Exercise details
Rename "crowd of people" as "group of spectators" in the part of the data that opens with the line containing "Could you provide the mask of every instance of the crowd" and closes with the line containing "170L254 169L256 31L65". Reproduce only those lines, with nothing else altered.

Entries drawn from a collection:

__________

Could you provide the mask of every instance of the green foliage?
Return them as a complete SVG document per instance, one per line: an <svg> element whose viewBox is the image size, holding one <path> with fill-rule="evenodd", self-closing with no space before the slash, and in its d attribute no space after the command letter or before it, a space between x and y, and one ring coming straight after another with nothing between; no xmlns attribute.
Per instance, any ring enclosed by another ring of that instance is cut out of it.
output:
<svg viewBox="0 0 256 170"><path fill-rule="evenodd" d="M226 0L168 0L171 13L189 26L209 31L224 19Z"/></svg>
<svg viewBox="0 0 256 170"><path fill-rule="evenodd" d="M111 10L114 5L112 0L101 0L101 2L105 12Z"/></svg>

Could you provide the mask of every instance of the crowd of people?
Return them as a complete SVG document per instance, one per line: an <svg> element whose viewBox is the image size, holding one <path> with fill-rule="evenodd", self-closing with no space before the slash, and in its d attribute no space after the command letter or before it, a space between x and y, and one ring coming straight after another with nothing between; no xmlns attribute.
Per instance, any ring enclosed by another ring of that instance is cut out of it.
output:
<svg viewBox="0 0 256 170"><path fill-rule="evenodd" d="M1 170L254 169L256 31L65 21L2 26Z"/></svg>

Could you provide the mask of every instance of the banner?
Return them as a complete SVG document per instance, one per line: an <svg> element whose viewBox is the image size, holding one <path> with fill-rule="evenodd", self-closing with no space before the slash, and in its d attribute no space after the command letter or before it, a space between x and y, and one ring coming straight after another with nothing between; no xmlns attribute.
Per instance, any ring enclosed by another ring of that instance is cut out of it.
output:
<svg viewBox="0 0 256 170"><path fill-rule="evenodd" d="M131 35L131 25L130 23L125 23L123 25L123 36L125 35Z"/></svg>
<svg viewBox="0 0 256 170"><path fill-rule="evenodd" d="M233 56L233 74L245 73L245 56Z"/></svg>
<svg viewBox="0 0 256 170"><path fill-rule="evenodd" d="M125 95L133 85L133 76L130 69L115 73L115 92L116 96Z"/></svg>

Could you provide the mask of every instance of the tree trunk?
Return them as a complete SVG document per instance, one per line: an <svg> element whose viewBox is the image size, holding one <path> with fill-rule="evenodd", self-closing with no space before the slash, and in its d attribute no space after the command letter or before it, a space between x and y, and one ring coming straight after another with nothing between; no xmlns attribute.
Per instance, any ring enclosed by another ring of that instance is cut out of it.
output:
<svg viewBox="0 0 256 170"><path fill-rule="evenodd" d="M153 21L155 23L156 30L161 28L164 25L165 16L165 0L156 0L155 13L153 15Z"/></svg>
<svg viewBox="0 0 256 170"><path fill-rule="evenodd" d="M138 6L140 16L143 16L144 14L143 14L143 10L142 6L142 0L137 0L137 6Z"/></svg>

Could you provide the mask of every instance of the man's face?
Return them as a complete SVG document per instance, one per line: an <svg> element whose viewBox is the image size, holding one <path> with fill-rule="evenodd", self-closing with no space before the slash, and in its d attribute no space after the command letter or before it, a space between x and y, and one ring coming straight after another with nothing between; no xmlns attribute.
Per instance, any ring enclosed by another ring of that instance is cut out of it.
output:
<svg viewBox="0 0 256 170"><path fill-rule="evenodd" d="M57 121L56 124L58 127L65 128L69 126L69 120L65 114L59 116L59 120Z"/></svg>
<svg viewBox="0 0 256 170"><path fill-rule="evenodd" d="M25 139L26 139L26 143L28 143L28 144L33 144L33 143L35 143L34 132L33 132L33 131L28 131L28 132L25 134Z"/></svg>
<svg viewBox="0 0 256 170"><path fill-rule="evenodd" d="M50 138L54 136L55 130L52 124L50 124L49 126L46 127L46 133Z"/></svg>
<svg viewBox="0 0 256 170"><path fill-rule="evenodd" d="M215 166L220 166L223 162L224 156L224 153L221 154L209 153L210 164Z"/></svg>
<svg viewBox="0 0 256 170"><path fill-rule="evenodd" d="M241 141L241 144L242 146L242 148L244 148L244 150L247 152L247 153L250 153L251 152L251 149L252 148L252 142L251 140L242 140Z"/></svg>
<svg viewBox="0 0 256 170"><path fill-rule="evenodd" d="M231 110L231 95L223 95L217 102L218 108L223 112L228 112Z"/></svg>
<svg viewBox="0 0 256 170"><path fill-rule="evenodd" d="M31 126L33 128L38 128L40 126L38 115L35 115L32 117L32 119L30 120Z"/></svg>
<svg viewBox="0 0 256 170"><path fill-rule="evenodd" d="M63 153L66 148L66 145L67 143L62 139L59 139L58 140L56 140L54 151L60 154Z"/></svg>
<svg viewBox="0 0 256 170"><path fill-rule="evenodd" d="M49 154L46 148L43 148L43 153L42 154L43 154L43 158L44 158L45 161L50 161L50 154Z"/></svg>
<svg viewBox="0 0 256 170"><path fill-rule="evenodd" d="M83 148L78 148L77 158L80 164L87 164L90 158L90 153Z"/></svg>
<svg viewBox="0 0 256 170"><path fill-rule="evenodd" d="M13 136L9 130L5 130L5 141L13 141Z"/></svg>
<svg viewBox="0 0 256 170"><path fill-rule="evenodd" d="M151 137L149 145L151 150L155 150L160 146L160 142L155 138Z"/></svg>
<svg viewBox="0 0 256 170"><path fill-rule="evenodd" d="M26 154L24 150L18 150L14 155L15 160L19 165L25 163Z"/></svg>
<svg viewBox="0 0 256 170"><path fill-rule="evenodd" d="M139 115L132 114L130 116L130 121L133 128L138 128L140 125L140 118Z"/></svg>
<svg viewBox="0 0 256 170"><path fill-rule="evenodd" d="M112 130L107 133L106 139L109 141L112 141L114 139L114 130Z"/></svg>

__________

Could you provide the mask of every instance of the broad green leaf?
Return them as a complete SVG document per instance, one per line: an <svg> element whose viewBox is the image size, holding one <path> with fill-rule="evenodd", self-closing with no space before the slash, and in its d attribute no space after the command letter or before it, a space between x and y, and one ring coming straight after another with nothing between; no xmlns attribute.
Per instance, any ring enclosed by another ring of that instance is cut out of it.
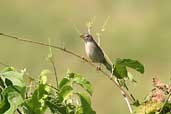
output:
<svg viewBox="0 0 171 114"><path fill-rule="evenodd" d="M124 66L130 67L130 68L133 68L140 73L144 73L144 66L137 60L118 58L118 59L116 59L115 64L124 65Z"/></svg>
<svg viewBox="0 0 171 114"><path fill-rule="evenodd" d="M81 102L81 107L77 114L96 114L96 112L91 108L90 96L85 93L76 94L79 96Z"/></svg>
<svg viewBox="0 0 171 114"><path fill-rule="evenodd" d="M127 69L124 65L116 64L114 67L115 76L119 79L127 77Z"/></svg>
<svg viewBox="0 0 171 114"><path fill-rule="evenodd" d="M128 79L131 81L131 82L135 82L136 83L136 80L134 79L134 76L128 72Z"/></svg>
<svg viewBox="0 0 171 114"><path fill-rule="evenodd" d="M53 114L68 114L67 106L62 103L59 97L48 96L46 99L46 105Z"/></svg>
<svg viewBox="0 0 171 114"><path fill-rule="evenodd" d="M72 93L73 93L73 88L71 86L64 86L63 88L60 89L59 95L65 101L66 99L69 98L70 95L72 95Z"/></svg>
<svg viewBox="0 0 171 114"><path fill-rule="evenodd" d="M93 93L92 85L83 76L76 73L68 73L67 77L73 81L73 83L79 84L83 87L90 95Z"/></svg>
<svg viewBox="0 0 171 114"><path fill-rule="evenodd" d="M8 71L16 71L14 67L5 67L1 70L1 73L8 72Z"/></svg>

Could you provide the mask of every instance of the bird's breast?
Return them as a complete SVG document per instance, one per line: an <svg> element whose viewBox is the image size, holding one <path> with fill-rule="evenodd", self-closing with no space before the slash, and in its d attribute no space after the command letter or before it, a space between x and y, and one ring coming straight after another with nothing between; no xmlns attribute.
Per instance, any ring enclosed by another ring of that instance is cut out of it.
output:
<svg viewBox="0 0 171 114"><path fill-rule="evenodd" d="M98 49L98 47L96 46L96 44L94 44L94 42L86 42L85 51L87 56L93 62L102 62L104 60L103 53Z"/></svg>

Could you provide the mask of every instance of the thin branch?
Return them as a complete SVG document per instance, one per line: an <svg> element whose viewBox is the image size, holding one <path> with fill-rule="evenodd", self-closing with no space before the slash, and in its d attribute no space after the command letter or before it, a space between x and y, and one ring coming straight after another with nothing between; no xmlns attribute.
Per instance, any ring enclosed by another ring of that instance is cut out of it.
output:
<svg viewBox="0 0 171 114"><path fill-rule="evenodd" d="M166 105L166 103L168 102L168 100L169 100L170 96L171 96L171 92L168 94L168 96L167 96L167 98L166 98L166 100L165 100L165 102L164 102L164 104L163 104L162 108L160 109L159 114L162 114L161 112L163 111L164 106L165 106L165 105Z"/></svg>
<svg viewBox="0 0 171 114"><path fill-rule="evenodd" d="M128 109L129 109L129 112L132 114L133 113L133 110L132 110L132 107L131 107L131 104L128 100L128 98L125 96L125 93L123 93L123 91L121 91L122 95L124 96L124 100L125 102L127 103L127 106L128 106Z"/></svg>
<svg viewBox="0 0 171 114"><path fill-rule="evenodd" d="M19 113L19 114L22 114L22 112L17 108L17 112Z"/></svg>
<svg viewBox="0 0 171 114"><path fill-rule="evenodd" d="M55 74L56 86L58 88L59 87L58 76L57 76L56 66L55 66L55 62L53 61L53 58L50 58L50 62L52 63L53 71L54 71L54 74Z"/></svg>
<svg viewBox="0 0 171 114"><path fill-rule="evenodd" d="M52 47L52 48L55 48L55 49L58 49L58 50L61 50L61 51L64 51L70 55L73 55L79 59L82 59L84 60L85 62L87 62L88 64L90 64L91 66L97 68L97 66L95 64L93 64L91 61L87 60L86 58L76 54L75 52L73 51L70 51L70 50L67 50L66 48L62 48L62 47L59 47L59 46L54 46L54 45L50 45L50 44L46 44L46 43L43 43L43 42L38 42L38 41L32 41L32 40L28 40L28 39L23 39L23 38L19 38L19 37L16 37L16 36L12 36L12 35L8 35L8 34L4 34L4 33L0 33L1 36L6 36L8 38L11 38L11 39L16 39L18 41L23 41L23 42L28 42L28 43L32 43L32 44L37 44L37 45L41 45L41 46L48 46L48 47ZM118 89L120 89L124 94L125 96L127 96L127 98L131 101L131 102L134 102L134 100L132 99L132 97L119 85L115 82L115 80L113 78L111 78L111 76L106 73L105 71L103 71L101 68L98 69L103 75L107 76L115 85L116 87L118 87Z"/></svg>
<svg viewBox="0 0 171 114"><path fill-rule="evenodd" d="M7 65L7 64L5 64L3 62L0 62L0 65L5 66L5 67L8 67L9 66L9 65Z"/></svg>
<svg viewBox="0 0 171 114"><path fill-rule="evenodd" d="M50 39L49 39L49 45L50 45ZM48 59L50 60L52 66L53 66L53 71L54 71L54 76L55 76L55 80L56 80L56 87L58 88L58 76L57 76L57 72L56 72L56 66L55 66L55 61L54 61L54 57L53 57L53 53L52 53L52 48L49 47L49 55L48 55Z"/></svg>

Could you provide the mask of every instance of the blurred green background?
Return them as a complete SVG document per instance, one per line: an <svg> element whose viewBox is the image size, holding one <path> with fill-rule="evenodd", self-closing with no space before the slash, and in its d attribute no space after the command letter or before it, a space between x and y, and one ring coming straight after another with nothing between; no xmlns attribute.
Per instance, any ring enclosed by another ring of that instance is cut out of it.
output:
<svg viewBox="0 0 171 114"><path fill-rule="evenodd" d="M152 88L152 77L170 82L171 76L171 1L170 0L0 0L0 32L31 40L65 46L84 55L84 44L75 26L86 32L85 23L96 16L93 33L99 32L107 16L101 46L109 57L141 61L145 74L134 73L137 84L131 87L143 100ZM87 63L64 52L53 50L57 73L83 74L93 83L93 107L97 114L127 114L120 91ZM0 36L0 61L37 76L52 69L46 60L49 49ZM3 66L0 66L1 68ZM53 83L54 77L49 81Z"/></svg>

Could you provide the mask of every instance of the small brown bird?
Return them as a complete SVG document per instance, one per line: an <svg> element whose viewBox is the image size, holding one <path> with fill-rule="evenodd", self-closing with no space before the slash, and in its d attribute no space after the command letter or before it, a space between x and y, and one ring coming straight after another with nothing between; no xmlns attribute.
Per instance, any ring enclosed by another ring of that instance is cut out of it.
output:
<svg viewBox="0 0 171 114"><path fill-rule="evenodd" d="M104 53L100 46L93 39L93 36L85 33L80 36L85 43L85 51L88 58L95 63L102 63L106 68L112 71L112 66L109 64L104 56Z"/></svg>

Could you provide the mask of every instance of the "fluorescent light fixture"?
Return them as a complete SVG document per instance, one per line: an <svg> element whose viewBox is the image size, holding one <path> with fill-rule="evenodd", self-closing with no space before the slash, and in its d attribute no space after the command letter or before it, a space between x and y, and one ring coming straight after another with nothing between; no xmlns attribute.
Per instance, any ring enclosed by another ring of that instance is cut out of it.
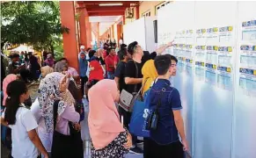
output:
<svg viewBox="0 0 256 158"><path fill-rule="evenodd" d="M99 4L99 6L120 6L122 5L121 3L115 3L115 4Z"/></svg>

__________

Task output
Could you provide the mask of every instance of the group of spectators?
Return them as a complete SVG document per instance, one per line: an <svg> element whose viewBox is the image size, holding one <path> with fill-rule="evenodd", self-closing with no space before the slash, and in its d attribute no space after the command letter or before it, a space between x and y, and one ring coming straight after another with nothing between; no xmlns attribute.
Per instance, any ring enclosed by another ring of that instance is cut out of it.
output:
<svg viewBox="0 0 256 170"><path fill-rule="evenodd" d="M1 170L254 169L256 31L65 21L2 26Z"/></svg>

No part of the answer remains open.